(Records for this exercise):
** BEGIN **
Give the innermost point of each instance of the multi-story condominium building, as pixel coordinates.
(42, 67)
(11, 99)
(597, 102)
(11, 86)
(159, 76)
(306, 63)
** END **
Format the records above as a two-column CSV with the headers "text" and "answer" and one row per record. Enclose each field in double quotes and replace any line breaks with spaces.

(Final result):
text,answer
"Give the innermost point of each instance of the multi-story condominium building, as pixel coordinates.","(42, 67) (11, 99) (597, 102) (11, 86) (159, 76) (306, 63)"